::: ENTRIES SUPPLIED :::

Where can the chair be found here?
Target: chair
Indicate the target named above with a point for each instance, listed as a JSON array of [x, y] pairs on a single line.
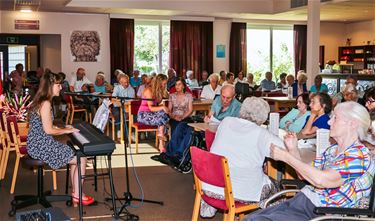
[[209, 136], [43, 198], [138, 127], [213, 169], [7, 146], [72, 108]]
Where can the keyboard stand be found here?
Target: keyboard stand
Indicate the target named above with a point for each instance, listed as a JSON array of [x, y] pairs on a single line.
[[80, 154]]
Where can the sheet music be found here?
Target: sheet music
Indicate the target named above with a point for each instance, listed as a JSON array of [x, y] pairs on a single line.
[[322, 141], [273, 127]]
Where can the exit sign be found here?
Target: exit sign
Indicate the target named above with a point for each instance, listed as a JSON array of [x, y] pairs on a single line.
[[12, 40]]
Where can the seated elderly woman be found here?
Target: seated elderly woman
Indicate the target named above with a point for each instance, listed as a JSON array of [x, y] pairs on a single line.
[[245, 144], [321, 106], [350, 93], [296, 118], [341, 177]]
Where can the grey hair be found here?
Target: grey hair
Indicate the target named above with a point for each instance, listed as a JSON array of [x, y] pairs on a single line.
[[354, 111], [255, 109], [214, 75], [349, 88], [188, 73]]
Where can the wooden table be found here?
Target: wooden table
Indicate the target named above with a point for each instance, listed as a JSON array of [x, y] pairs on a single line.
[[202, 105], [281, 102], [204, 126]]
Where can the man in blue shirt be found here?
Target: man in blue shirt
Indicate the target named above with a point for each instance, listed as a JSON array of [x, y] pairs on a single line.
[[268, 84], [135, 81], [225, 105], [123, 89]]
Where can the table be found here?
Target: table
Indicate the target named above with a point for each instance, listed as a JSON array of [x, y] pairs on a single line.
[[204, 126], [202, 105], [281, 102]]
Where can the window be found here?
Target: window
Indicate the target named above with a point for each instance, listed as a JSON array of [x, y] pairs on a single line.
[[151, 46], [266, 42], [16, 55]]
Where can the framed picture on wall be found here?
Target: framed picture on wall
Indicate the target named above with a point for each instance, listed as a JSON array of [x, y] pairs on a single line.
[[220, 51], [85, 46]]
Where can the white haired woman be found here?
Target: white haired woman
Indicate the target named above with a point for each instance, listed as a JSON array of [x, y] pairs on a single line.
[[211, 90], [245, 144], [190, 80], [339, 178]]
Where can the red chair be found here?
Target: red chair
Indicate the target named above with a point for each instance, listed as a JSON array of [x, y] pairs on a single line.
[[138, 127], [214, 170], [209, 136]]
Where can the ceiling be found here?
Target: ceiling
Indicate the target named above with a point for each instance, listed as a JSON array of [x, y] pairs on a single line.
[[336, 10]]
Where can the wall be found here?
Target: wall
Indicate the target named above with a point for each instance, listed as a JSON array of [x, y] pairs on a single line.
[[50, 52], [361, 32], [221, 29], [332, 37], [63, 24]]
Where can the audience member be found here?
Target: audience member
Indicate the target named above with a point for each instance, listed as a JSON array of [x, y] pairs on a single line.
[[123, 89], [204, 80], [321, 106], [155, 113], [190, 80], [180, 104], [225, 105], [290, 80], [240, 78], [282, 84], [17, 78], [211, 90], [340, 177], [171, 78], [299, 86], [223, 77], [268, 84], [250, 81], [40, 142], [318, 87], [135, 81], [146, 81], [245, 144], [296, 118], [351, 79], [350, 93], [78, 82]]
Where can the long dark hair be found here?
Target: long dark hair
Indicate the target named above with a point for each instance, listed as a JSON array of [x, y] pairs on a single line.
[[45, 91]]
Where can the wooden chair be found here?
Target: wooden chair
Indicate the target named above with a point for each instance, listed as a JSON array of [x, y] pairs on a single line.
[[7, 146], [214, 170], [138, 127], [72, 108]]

:::
::: ENTRIES SUPPLIED :::

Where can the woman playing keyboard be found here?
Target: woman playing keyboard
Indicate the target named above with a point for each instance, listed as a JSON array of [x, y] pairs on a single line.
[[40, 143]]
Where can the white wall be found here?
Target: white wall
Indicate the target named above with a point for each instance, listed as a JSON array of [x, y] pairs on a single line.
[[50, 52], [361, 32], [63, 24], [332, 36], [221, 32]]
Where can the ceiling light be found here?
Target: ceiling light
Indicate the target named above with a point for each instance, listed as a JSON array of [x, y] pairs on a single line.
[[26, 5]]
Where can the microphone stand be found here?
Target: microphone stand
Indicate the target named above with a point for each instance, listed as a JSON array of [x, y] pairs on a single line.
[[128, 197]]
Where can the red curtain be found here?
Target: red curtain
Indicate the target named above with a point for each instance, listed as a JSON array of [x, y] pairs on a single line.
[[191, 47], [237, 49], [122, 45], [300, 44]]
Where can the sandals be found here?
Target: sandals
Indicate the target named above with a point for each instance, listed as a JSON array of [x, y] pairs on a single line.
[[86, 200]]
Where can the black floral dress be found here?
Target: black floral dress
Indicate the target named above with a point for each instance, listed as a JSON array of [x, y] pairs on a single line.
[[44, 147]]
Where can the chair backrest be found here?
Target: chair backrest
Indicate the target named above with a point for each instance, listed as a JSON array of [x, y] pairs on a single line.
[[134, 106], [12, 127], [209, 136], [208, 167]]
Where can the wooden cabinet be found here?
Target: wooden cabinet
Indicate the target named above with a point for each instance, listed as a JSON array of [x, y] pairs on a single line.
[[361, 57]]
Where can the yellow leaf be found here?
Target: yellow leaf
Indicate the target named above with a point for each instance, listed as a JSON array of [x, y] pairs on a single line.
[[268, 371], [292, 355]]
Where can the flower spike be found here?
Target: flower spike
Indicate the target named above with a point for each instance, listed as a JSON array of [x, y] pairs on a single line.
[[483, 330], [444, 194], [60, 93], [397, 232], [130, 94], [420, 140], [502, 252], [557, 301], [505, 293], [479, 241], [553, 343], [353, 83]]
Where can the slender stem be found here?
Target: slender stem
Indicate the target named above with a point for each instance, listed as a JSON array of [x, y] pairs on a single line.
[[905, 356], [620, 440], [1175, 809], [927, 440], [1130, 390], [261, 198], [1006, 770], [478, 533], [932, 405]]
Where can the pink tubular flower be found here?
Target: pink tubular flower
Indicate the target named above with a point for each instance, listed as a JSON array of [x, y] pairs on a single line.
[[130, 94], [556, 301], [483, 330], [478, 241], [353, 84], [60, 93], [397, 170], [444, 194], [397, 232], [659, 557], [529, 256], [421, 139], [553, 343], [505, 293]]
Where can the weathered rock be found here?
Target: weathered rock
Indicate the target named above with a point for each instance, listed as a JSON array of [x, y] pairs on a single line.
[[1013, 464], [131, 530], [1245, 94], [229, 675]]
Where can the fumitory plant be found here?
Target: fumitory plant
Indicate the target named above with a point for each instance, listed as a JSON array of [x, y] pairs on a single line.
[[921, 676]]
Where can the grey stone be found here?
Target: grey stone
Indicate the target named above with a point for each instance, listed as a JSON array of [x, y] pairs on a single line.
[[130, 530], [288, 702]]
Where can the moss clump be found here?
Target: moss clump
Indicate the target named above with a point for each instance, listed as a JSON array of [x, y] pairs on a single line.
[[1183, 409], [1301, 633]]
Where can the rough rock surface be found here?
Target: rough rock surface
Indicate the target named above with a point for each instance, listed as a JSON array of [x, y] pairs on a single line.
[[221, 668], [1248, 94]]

:::

**TASK BRIEF**:
In the material above, how many lines contain "music"? Reply with only the number.

**TASK RESULT**:
2